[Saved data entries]
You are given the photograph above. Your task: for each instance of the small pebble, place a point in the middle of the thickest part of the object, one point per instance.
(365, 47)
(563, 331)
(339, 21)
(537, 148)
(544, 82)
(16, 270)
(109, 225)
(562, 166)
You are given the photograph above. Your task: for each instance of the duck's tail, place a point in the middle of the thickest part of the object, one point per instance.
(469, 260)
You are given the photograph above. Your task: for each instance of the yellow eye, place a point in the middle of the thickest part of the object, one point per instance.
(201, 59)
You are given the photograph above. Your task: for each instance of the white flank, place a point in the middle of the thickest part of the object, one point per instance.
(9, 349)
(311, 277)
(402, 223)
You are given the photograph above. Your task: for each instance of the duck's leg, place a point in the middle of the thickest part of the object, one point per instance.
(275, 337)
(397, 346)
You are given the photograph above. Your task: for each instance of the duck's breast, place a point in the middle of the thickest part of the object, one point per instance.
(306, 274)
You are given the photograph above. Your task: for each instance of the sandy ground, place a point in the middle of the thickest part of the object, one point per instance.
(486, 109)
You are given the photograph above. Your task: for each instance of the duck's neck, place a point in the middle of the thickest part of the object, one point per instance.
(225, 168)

Work to complete — Please quote all of the records above word for word, line by line.

Answer to the problem —
You are given the photograph above. Your task: for each instance of the small pebble, place a point in the middle of the thickest part of the object, one point per instance.
(365, 47)
(563, 331)
(339, 21)
(537, 148)
(544, 82)
(16, 270)
(109, 225)
(562, 166)
You are given the photograph above. Your task: for each instance of the duck's tail, place a point in the middle of the thickest part of the object, one point per instance.
(469, 260)
You are given the photograph above. Your task: for each instance of the yellow eye, place a point in the middle of the thickest part of the object, one point per instance.
(201, 59)
You are given the photograph above. Your task: for each instance of the white flank, place a point in the middle of the thickest part of the object, one point per instance.
(9, 349)
(311, 277)
(402, 223)
You are given the photograph above. Your task: for each instance of the duck's leg, place a point in the middle of the thickest part of the object, one point per instance.
(275, 337)
(397, 346)
You are given the photograph above. Your task: for each instance of the duck's breast, place a point in the middle of the thickest part of the object, one point per instance.
(306, 274)
You are given the photograph above. Your task: for each instance of the sandy ground, place a point in the middle of the thickest part of the object, one point per instance.
(486, 109)
You are given the photograph above. Your task: for each instance of the duck's neck, place a point in the middle of the thickest part of the object, one point per instance.
(225, 168)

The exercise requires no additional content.